____ DATASET RECORDS
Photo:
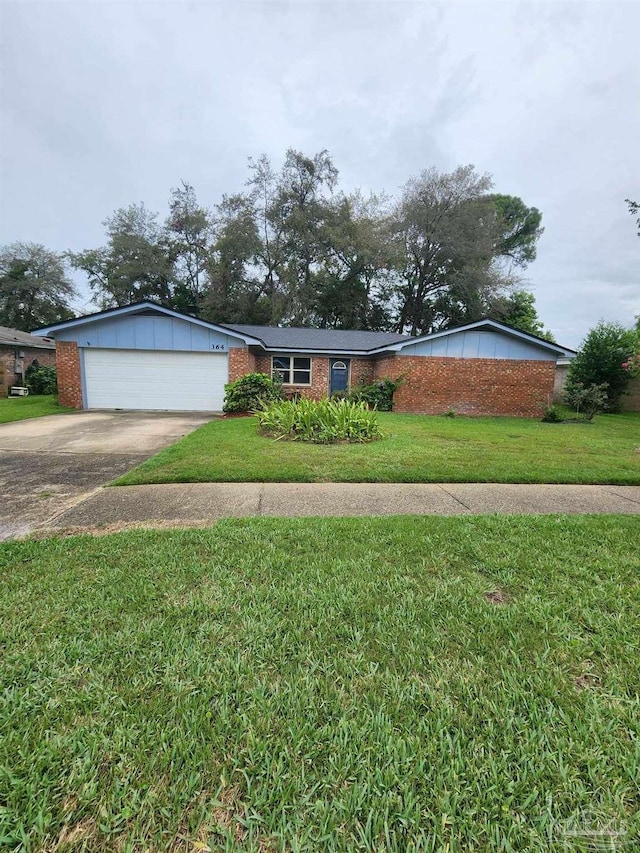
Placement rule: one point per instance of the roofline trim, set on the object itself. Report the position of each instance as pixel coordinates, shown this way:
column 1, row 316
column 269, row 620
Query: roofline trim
column 495, row 324
column 132, row 309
________
PROBLEM:
Exclude every image and return the material above exactly.

RESPONSE TO THIS EXERCISE:
Photo:
Placement rule: one point per instance of the roofline trim, set on the object itself. Report the position of each instance as pixel coordinates, shown this way:
column 1, row 316
column 269, row 620
Query: roofline trim
column 495, row 324
column 132, row 309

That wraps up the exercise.